Entries for pointing and labeling:
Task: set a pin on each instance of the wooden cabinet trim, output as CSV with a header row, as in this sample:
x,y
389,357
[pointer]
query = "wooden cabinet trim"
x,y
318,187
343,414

**Goal**.
Convert each line of the items above into a JSON list of strings, one string per line, omitting any blank lines.

**Task solution**.
[
  "Task: set a pin on each instance of the wooden cabinet trim, output as CSV with a header row, as in this sample:",
  "x,y",
  "389,357",
  "[pointer]",
  "query = \"wooden cabinet trim\"",
  "x,y",
  "318,187",
  "343,414"
]